* [Compiti da svolgere]
A: Secondo il brano di partenza, da quali colture è composto lo strame seminato a settembre?
B: Ricopia dal brano di partenza il tratto che comincia con "Giugno 1961: mietitura." e prosegue fino a "all’aprile del 1962.".

Serie di appezzamenti A
ottobre 1960: semina del grano col sistema delle porghe. Questo sistema lo vedremo in un prossimo articolo dedicato al grano.
Giugno 1961: mietitura.
In questi appezzamenti durante l’estate si procede a due o tre arature con aratro classico in legno e vomere in ferro. Tali arature servivano per “rompere la terra” e in particolare per far seccare le infestanti che tendevano a rinascere dov’era stato il grano. Era insomma una forma naturale di diserbo.
A settembre, dopo le prime piogge, vi si semina lo strame, cioè un misto di segale, avena e lupini da mietere freschi come foraggio per le bestie dal tardo autunno fino all’aprile del 1962.
Aprile 1962. Coltratura (aratura con aratro in ferro provvisto di vomere versoio e coltro, più semplicemente chiamato coltro), abbondante concimazione a letame, e semina di granturco e legumi (prevalentemente fagioli).

* [Elenco dei dati]
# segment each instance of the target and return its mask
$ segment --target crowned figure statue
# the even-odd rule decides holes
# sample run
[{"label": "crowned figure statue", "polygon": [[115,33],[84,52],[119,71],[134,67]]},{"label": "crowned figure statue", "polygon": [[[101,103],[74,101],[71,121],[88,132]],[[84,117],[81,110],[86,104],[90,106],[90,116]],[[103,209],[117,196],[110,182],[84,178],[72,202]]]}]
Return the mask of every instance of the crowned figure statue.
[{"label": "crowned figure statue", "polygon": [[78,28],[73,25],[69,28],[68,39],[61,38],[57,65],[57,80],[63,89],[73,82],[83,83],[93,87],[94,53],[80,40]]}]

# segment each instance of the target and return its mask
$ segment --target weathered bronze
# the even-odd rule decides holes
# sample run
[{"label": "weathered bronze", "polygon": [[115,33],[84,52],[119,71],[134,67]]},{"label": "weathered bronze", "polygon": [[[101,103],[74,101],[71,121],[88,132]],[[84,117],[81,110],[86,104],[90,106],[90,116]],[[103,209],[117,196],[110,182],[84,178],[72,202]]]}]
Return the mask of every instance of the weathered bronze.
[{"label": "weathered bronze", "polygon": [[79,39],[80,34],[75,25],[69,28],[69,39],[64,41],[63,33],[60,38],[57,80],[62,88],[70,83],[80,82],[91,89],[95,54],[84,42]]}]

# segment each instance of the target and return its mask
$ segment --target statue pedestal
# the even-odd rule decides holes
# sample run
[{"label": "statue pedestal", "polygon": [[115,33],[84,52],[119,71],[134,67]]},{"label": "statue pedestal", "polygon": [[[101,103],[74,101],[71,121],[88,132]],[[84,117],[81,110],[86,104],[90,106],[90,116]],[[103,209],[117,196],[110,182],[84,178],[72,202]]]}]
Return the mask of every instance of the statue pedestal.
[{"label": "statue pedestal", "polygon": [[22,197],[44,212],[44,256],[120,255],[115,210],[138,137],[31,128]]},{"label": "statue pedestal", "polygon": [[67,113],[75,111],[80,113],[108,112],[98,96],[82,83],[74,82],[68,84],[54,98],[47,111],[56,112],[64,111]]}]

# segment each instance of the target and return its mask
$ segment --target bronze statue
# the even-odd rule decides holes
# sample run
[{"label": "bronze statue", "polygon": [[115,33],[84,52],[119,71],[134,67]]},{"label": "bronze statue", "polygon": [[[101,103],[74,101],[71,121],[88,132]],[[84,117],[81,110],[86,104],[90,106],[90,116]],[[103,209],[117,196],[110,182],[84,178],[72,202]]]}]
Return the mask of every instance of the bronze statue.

* [Esercizi risolti]
A: Da un misto di segale, avena e lupini.

B:
Giugno 1961: mietitura.
In questi appezzamenti durante l’estate si procede a due o tre arature con aratro classico in legno e vomere in ferro. Tali arature servivano per “rompere la terra” e in particolare per far seccare le infestanti che tendevano a rinascere dov’era stato il grano. Era insomma una forma naturale di diserbo.
A settembre, dopo le prime piogge, vi si semina lo strame, cioè un misto di segale, avena e lupini da mietere freschi come foraggio per le bestie dal tardo autunno fino all’aprile del 1962.